### [Exercise]
Show every line of the listing below that contains the string "image", copied verbatim.

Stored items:
Start of Block
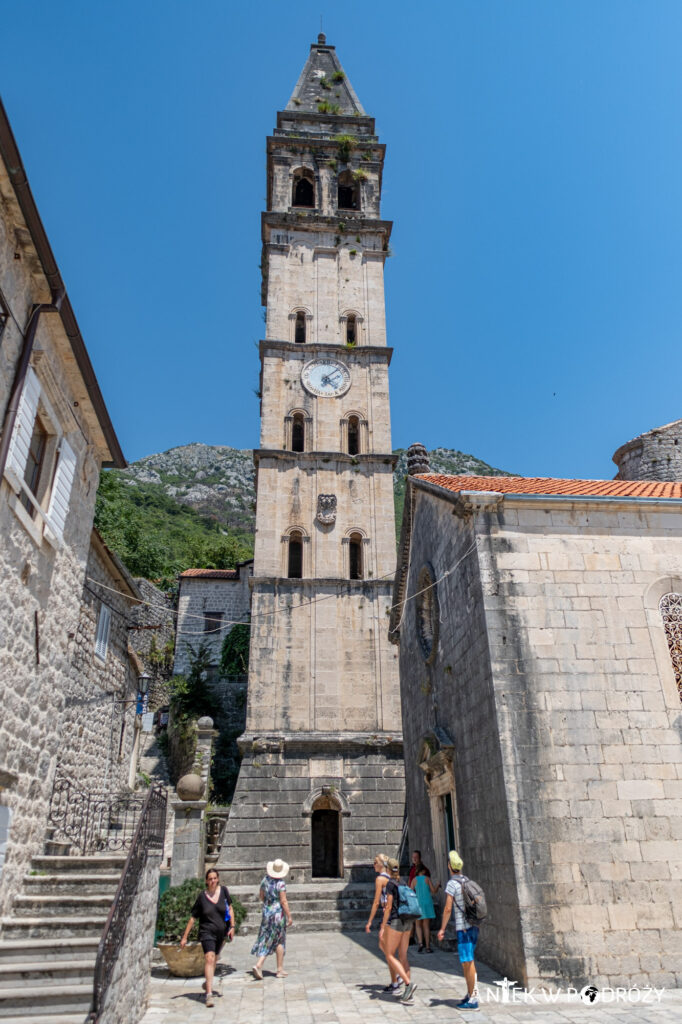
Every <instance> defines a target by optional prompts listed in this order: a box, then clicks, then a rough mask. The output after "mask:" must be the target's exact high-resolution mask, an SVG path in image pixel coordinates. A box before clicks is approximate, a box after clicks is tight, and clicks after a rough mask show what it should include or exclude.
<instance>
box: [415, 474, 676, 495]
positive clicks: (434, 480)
mask: <svg viewBox="0 0 682 1024" xmlns="http://www.w3.org/2000/svg"><path fill="white" fill-rule="evenodd" d="M415 479H417V480H426V481H427V482H428V483H434V484H436V486H439V487H444V489H445V490H455V492H460V490H483V492H499V493H500V494H503V495H566V496H574V497H581V496H584V497H586V498H680V499H682V481H679V480H557V479H555V478H553V477H550V476H444V475H443V474H440V473H419V474H418V475H417V476H416V477H415Z"/></svg>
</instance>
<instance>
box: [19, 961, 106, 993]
mask: <svg viewBox="0 0 682 1024" xmlns="http://www.w3.org/2000/svg"><path fill="white" fill-rule="evenodd" d="M95 958H96V957H95V956H94V955H93V956H90V957H86V958H83V959H67V958H66V957H65V958H62V959H54V961H39V959H36V958H35V957H34V958H33V959H31V961H15V962H13V963H11V962H10V963H8V964H5V963H0V991H2V990H3V989H5V988H13V987H18V986H19V985H25V986H29V987H30V986H35V985H40V986H41V987H42V985H52V986H54V985H73V984H80V985H92V978H93V974H94V967H95Z"/></svg>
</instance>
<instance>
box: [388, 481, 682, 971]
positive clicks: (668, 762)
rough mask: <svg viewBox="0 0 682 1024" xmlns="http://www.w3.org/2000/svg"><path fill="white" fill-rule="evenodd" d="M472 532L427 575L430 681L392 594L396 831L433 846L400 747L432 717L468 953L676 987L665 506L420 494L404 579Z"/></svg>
mask: <svg viewBox="0 0 682 1024" xmlns="http://www.w3.org/2000/svg"><path fill="white" fill-rule="evenodd" d="M432 506H439V509H436V508H434V507H432ZM461 511H462V510H461V508H460V512H461ZM474 534H475V536H476V537H477V539H478V550H477V551H476V552H473V553H470V554H469V555H467V557H466V558H464V560H463V561H462V562H461V563H460V564H459V565H457V569H456V572H454V573H453V575H452V577H449V578H447V579H446V580H444V581H442V582H441V583H440V584H438V597H439V601H440V621H441V626H440V630H441V632H440V640H439V643H438V650H437V656H436V659H435V662H434V664H433V670H432V674H433V675H432V678H429V676H428V674H427V672H426V669H425V667H424V664H423V659H422V657H421V654H420V653H419V652H418V644H417V643H416V640H415V633H414V630H415V623H414V613H411V611H410V604H408V605H407V607H406V612H404V615H403V621H402V625H401V640H400V652H401V653H400V658H401V663H400V671H401V681H402V702H403V710H404V711H403V728H404V736H406V760H407V765H408V769H407V773H408V793H409V817H410V823H411V844H412V845H413V846H421V847H422V849H424V847H426V850H427V851H428V853H429V856H430V855H431V848H430V847H429V836H430V835H431V829H430V823H429V818H428V810H427V806H426V803H425V799H426V798H425V793H424V782H423V781H422V780H421V779H420V777H419V776H420V774H421V771H420V769H419V768H418V767H417V760H418V758H419V756H420V752H419V750H418V746H417V743H418V739H419V736H420V734H423V732H424V730H427V728H428V727H429V726H430V727H431V728H433V726H434V725H438V726H440V727H441V728H443V729H445V730H447V731H449V732H450V733H451V734H452V736H453V740H454V745H455V766H454V769H455V782H456V792H457V802H458V806H459V816H460V837H461V838H460V842H461V846H462V850H461V852H462V855H463V858H464V861H465V870H469V871H470V872H471V874H472V876H473V877H474V878H476V879H477V880H478V881H480V882H481V884H482V885H483V887H484V889H485V890H486V893H487V896H488V905H489V906H491V918H489V923H487V922H486V924H485V925H484V926H483V929H482V931H481V946H480V949H481V957H482V958H483V959H487V961H488V962H489V963H492V964H493V965H494V966H496V967H498V968H499V969H500V970H501V971H504V972H505V973H506V974H507V975H508V976H509V977H515V978H517V979H518V980H519V981H523V982H525V983H527V984H536V983H552V984H563V985H564V986H565V985H566V984H573V985H578V986H579V987H580V986H581V985H583V984H586V983H588V982H593V983H596V984H597V985H604V984H609V985H623V984H626V985H628V984H632V983H637V984H639V985H642V984H650V985H656V986H658V987H673V986H675V985H679V984H680V982H681V981H682V977H681V975H680V968H679V948H680V939H681V929H682V918H681V916H680V909H679V908H680V906H682V878H681V877H680V867H679V865H680V863H682V804H681V803H680V799H681V794H682V790H681V788H680V787H681V784H682V767H681V766H682V736H681V734H680V719H681V706H680V697H679V694H678V692H677V688H676V685H675V678H674V674H673V669H672V663H671V658H670V655H669V652H668V647H667V642H666V638H665V633H664V627H663V622H662V618H660V614H659V611H658V600H659V598H660V597H662V596H663V595H664V594H665V593H668V592H670V591H677V592H680V591H681V590H682V579H681V577H682V573H681V572H680V569H681V568H682V516H681V514H680V512H679V509H677V508H676V507H675V506H674V505H668V506H666V505H665V504H662V505H660V506H656V505H651V504H648V505H647V504H646V503H644V502H641V503H636V502H630V503H623V504H617V503H615V502H610V503H598V502H593V503H587V502H586V503H585V504H583V505H581V504H580V503H579V502H573V503H572V504H571V503H570V502H566V501H564V502H561V501H555V502H551V501H543V500H538V501H537V502H534V503H530V502H523V503H521V502H516V503H514V501H513V499H512V498H511V497H507V498H505V499H504V502H503V503H502V504H501V505H500V507H499V510H498V511H497V512H496V511H494V512H491V513H488V514H487V515H485V514H483V513H482V512H477V513H475V515H474V516H473V517H471V516H470V517H469V518H464V519H461V518H457V517H455V516H453V504H452V502H450V501H446V500H444V499H439V498H435V497H433V498H431V497H430V496H428V497H425V496H424V494H420V495H419V497H418V505H417V514H416V521H415V527H414V534H413V546H412V556H411V564H412V570H411V583H410V589H413V588H414V584H415V579H414V577H415V572H417V571H418V569H419V567H420V566H421V564H422V563H423V562H425V561H430V562H431V563H432V564H433V567H434V569H435V572H436V575H437V574H440V572H441V571H442V570H443V569H445V568H453V566H455V565H456V563H457V561H458V559H459V558H460V557H461V555H462V554H463V553H464V551H466V540H465V538H466V539H468V538H470V537H473V535H474ZM487 666H489V668H487ZM484 667H485V668H484ZM496 732H497V738H496V735H495V733H496ZM496 748H497V749H496ZM481 751H482V752H483V753H484V755H485V758H489V766H491V770H489V772H487V773H485V774H483V772H482V771H481V770H480V769H481V768H482V764H481V761H480V759H479V757H478V755H479V753H480V752H481ZM476 764H477V765H478V768H479V770H478V771H477V772H476V771H474V770H473V766H474V765H476ZM433 855H434V856H435V858H436V863H437V862H438V861H439V860H440V857H441V856H442V854H440V856H439V855H438V851H434V852H433ZM515 904H516V905H517V906H518V910H516V911H515V910H514V906H515Z"/></svg>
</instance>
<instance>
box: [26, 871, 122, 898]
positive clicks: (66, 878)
mask: <svg viewBox="0 0 682 1024" xmlns="http://www.w3.org/2000/svg"><path fill="white" fill-rule="evenodd" d="M120 878H121V876H120V874H95V876H92V874H81V873H80V872H79V871H66V872H63V873H61V874H42V873H41V874H25V876H24V889H25V893H26V894H27V895H31V894H33V893H47V894H48V895H52V896H56V895H58V894H59V893H73V894H74V895H75V896H78V895H82V896H83V895H85V896H97V895H101V896H105V895H110V894H111V898H112V899H114V896H115V894H116V889H117V886H118V884H119V880H120Z"/></svg>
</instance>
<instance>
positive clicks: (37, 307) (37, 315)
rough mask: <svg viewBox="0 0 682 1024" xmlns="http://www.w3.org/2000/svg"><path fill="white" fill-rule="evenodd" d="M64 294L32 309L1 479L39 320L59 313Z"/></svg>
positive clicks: (10, 418)
mask: <svg viewBox="0 0 682 1024" xmlns="http://www.w3.org/2000/svg"><path fill="white" fill-rule="evenodd" d="M63 296H65V291H63V288H62V289H61V290H60V291H59V293H58V294H57V295H55V296H54V298H53V301H52V302H40V303H38V304H37V305H34V306H33V308H32V310H31V316H30V317H29V326H28V327H27V329H26V334H25V335H24V347H23V348H22V354H20V356H19V361H18V366H17V368H16V375H15V376H14V383H13V384H12V390H11V393H10V395H9V402H8V404H7V409H6V411H5V420H4V423H3V425H2V437H0V480H1V479H2V476H3V473H4V471H5V466H6V464H7V454H8V452H9V438H10V437H11V436H12V431H13V429H14V423H15V422H16V413H17V410H18V403H19V398H20V396H22V391H23V390H24V384H25V381H26V375H27V373H28V371H29V364H30V361H31V353H32V352H33V346H34V342H35V340H36V333H37V331H38V321H39V318H40V315H41V313H58V312H59V309H60V307H61V300H62V299H63Z"/></svg>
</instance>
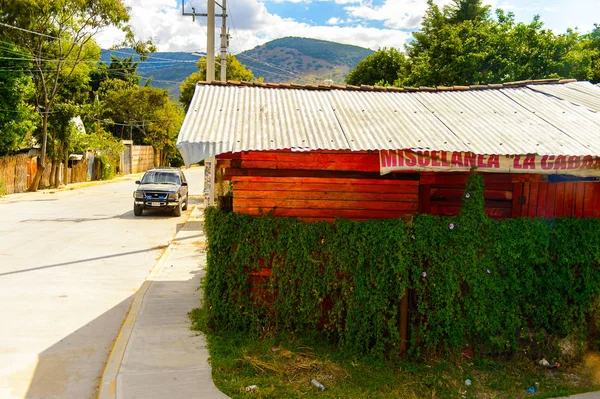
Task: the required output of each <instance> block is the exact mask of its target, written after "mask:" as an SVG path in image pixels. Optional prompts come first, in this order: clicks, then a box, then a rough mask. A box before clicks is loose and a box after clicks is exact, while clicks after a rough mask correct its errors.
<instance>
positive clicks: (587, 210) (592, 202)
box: [583, 182, 596, 218]
mask: <svg viewBox="0 0 600 399" xmlns="http://www.w3.org/2000/svg"><path fill="white" fill-rule="evenodd" d="M584 186H585V187H584V188H585V195H584V197H583V217H584V218H591V217H592V216H594V190H595V187H596V183H592V182H586V183H584Z"/></svg>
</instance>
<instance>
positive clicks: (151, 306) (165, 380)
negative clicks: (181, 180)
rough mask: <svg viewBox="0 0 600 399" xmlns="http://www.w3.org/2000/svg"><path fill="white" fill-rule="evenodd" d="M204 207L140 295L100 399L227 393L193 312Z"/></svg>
mask: <svg viewBox="0 0 600 399" xmlns="http://www.w3.org/2000/svg"><path fill="white" fill-rule="evenodd" d="M203 219H204V215H203V212H202V207H201V206H200V205H199V206H197V207H195V208H194V209H193V210H192V212H191V215H190V217H189V219H188V221H187V222H186V223H185V224H184V226H183V227H182V228H181V229H180V230H179V232H178V233H177V235H176V236H175V238H174V239H173V241H171V243H170V245H169V247H168V248H167V249H166V251H165V253H164V254H163V256H162V257H161V258H160V260H159V261H158V263H157V265H156V266H155V268H154V269H153V271H152V273H151V274H150V276H149V277H148V279H147V281H146V282H145V283H144V285H143V286H142V288H141V289H140V290H139V292H138V294H137V295H136V297H135V299H134V302H133V304H132V306H131V310H130V313H129V315H128V317H127V320H126V321H125V323H124V325H123V328H122V330H121V333H120V334H119V337H118V338H117V341H116V343H115V346H114V348H113V351H112V353H111V355H110V359H109V361H108V364H107V366H106V369H105V371H104V375H103V376H102V380H101V384H100V394H99V396H98V397H99V398H100V399H105V398H117V399H132V398H144V399H146V398H147V399H151V398H169V399H179V398H181V399H188V398H189V399H191V398H207V399H211V398H214V399H221V398H227V396H225V395H224V394H223V393H221V392H220V391H219V390H218V389H217V388H216V387H215V385H214V383H213V381H212V376H211V367H210V365H209V364H208V350H207V348H206V342H205V338H204V336H203V335H198V334H197V333H196V332H194V331H191V330H190V321H189V318H188V316H187V313H188V312H189V311H190V310H192V309H193V308H196V307H198V306H199V305H200V295H201V293H200V292H199V291H198V290H197V288H198V285H199V283H200V278H201V276H203V275H204V270H203V269H204V267H205V266H206V252H205V251H204V247H205V239H206V237H205V236H204V232H203V231H202V224H203Z"/></svg>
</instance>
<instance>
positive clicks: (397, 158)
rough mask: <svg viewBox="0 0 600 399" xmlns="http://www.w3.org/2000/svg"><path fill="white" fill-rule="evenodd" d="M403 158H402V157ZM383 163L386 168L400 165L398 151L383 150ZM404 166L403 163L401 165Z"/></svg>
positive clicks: (381, 162) (382, 160) (381, 156)
mask: <svg viewBox="0 0 600 399" xmlns="http://www.w3.org/2000/svg"><path fill="white" fill-rule="evenodd" d="M400 159H402V158H400ZM381 163H382V165H383V167H384V168H389V167H392V166H398V153H397V152H396V151H388V150H382V151H381ZM400 166H402V165H400Z"/></svg>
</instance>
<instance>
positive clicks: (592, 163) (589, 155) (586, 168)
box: [581, 155, 594, 169]
mask: <svg viewBox="0 0 600 399" xmlns="http://www.w3.org/2000/svg"><path fill="white" fill-rule="evenodd" d="M593 167H594V158H592V156H591V155H586V156H585V157H583V162H581V168H582V169H583V168H585V169H591V168H593Z"/></svg>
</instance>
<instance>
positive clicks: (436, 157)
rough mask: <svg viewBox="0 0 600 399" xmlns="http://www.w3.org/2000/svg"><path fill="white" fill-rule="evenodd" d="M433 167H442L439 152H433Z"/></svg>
mask: <svg viewBox="0 0 600 399" xmlns="http://www.w3.org/2000/svg"><path fill="white" fill-rule="evenodd" d="M431 166H441V165H440V160H439V155H438V152H437V151H431Z"/></svg>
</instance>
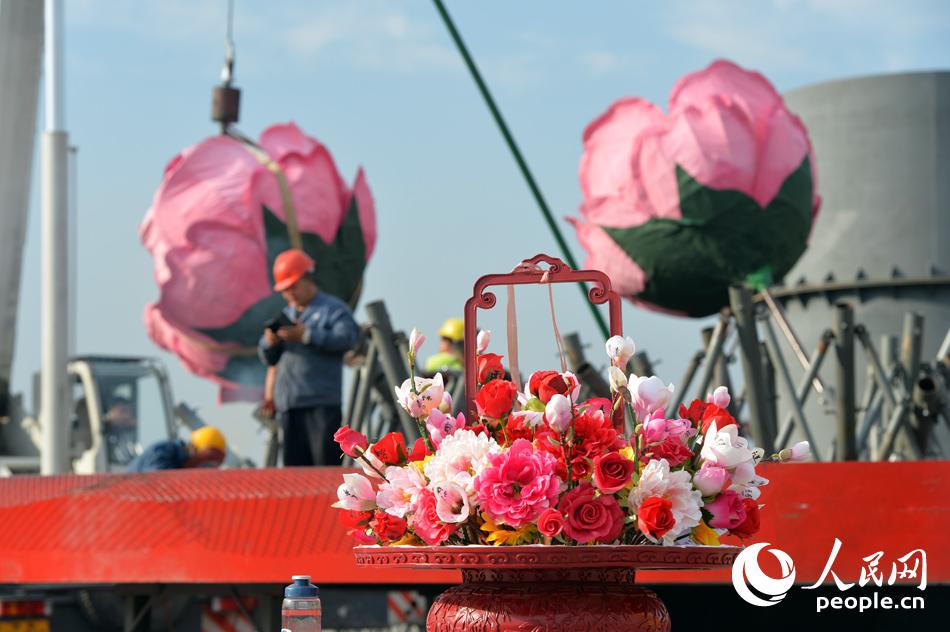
End of Block
### [Written response]
Every <instance> defines a target by optional prompts listed in this order: a box, then clicks, then a rough mask. The output after "mask:" must be the target's exact high-resolution mask, an SVG path in image pixel coordinates. A box before clicks is approximate, a box after clicks is tight, and clicks after a rough mask show what it should include or exclude.
Task: the required output of each <instance> block is the exact mask of its target, written after "mask:" as an SVG path in image pixels. Optional prompts come first, in this order: clicks, then a box, then a rough mask. A box before clicks is loose and a box after clicks is exact, while clicks after a rough mask correct its errors.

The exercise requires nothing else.